Reproduce the items word for word, starting at the very first line and ending at the line that contains "x=586, y=413", with both ends included.

─── Items

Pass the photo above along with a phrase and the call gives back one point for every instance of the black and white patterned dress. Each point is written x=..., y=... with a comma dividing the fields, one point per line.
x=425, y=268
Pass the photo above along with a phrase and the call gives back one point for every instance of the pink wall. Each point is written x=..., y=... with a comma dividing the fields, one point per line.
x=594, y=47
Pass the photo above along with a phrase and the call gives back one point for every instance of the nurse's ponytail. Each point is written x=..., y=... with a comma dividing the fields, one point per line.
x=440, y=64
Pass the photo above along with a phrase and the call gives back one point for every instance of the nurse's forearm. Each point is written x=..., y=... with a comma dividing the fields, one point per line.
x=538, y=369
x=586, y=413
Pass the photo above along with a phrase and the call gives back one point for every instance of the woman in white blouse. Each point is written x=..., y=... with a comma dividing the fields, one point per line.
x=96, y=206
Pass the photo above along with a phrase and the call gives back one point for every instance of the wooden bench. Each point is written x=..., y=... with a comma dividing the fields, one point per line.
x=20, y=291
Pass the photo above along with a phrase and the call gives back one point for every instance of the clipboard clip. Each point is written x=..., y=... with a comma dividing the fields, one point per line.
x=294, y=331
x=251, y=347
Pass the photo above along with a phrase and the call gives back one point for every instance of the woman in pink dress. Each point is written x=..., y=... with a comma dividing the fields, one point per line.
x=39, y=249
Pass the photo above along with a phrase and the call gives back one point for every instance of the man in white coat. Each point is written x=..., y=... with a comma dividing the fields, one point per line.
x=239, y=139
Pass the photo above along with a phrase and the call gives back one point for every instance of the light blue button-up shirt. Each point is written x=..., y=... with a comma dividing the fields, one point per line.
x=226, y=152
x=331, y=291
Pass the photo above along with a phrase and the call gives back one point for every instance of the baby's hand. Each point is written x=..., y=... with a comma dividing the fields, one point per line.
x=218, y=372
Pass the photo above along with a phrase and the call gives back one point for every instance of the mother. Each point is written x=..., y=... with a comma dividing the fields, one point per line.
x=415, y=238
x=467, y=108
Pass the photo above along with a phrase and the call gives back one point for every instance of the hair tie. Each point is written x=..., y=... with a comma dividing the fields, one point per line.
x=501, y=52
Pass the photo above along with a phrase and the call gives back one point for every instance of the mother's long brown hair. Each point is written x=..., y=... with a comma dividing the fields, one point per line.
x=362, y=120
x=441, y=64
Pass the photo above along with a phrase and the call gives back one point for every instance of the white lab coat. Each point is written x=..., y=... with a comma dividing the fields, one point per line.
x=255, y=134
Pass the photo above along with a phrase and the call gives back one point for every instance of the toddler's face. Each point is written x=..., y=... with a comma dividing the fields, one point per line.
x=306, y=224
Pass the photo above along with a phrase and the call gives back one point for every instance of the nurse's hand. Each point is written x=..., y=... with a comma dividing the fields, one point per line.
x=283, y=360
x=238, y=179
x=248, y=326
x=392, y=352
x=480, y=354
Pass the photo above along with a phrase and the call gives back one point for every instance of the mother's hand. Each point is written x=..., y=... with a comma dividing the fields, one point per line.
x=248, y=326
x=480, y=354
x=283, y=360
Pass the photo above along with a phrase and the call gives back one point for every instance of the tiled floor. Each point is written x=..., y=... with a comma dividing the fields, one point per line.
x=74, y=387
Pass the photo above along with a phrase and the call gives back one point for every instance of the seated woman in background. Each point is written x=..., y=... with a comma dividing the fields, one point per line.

──────

__Task response__.
Pass the photo above along with a phrase and the call gives back one point for every instance of the black and white patterned dress. Each point is written x=..., y=... with a comma dividing the fields, one point per line.
x=425, y=268
Pass the photo above along with a phrase and the call gives back one point for every instance of the pink wall. Each point is written x=..., y=... with a comma dividing the fields, one point per line.
x=594, y=47
Pass the photo above along with a phrase and the call gives back one point for every instance of the nurse's ponytail. Each point is written x=..., y=... with a comma dividing the fields, one point per line.
x=440, y=64
Pass the photo above along with a phrase and the call gives back one point for every instance of the nurse's forearm. Each point is written x=..., y=... with a comma dividing the fields, one point per line.
x=538, y=369
x=586, y=413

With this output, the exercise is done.